» TEXTO DE ESTUDO:

Até fins do século XVIII a prisão serviu somente à contenção e guarda de réus para preservá-los fisicamente até o momento de serem julgados. Recorria-se, durante esse longo período histórico, fundamentalmente, a pena de morte, às penas corporais (mutilações e açoites) e às infamantes.
Com o passar dos anos, com a crise do sistema feudal e o aumento das desigualdades econômicas, que acarretaram no aumento da criminalidade local, não mais interessava ao sistema executar seus condenados, e é, neste momento que se buscou a criação das prisões. Segundo Foucault “A prisão é menos recente do que se diz quando se faz datar seu nascimento dos novos códigos. A forma prisão preexiste à sua utilização sistemática nas leis penais” (1999, p. 195).
A prisão foi criada com o objetivo de recuperar o delinquente, evitar o cometimento de novos crimes e a reincidência, através do trabalho e disciplina destes. A prisão é “a forma geral de uma aparelhagem para tornar os indivíduos dóceis e úteis, através de um trabalho preciso sobre seu corpo, criou a instituição-prisão, antes que a lei a definisse como a pena por excelência” (FOUCAULT, 1999, p. 195).
Deste modo, “[...] no fim do século XVIII e princípio do século XIX se dá a passagem a uma penalidade de detenção, é verdade; era coisa nova. Mas era na verdade abertura da penalidade a mecanismos de coerção já elaborados em outros lugares” (FOUCAULT, 1999, p. 195). Dentre os modelos de sistema penitenciários que existiram com visão de humanização das penas, surgiram três, quais sejam: filadélfico, alburniano e inglês ou progressivo.
O sistema penitenciário filadélfico, belga ou celular foi criado na Pensilvânia, EUA, na penitenciária de Walnut Street Jail, no início do século XIX. Este sistema tinha o objetivo de manter o condenado em confinamento e em total silêncio, sem direito a visita nem trabalho para que se dedicassem a instrução escolástica, a oração e a leitura da bíblia.
Este sistema também conhecido por Solitary system, mantinha o condenado isolado sem ter o direito de receber visitas e de trabalhar, já que era necessário que os presos poupassem energias e dedicassem seu tempo a instrução escolástica e aos serviços religiosos. Eram raros os passeios isolados pelo pátio da penitenciária e a leitura da Bíblia, o que para eles era como se fosse uma forma de arrependimento. (MITIURA, AMARAL, 2009, p. 2-3).
Nesse isolamento absoluto, não se pede a requalificação do criminoso ao exercício de uma lei comum, mas à relação do indivíduo com sua própria consciência e com aquilo que pode iluminá-lo de dentro (FOUCAULT, 1999). Em complementação Damásio de Jesus ensina que, “utiliza-se o isolamento celular absoluto, com passeio isolado do sentenciado em um pátio circular, sem trabalho ou visitas, incentivando-se a leitura da bíblia” (2004, p. 249).
Esse modelo foi adotado também na Bélgica, Alemanha e Inglaterra e se baseava no silêncio e no isolamento dos condenados, sendo duramente criticado por não apresentar resultados na ressocialização dos indivíduos. Segundo Bitencourt (2000, p. 94), esse sistema “já não se trataria de um sistema penitenciário criado para melhorar as prisões e conseguir a recuperação do delinquente, mas de um eficiente instrumento de dominação servindo, por sua vez, como modelo para outro tipo de relações sociais”. Ou seja, ao invés de aprontar o preso para voltar ao convívio social fazia o efeito contrário.

» ENUNCIADO DO PROBLEMA: Conforme o texto de estudo, em que penitenciária foi criado o sistema penitenciário filadélfico? Use exclusivamente o texto de estudo.

» DADOS DISPONÍVEIS:
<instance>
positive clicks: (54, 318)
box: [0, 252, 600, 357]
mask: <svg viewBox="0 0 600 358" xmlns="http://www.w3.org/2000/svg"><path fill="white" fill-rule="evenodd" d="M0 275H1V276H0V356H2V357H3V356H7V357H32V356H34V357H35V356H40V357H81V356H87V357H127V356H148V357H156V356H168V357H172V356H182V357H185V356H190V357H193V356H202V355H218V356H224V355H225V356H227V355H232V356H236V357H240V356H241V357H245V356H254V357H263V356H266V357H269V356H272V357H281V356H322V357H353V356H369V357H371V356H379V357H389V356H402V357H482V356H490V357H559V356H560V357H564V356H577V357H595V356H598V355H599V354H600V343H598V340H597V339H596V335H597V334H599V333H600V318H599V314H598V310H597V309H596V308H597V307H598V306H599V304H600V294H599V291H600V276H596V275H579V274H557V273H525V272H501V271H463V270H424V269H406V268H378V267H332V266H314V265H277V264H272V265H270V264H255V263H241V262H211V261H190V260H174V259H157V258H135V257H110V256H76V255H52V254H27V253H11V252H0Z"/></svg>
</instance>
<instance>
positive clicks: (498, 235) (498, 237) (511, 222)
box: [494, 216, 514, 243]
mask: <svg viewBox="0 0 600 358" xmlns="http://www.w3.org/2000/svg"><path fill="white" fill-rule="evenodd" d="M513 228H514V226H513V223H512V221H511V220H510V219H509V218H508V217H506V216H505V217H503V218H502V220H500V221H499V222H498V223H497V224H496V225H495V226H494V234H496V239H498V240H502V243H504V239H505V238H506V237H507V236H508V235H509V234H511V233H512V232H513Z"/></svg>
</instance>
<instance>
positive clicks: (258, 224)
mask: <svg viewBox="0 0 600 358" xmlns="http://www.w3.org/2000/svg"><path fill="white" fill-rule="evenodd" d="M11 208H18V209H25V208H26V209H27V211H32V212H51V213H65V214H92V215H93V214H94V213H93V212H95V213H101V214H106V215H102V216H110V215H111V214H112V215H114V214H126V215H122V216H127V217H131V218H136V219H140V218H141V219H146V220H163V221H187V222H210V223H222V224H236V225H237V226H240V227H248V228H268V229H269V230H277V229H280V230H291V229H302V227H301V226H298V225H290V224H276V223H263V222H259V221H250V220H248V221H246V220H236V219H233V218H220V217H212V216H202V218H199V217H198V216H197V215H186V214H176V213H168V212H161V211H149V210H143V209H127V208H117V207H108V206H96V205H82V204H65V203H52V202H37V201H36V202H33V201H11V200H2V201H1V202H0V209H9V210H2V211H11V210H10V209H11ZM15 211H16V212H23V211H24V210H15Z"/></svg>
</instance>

» RESPOSTA: Na penitenciária de Walnut Street Jail, na Pensilvânia, EUA.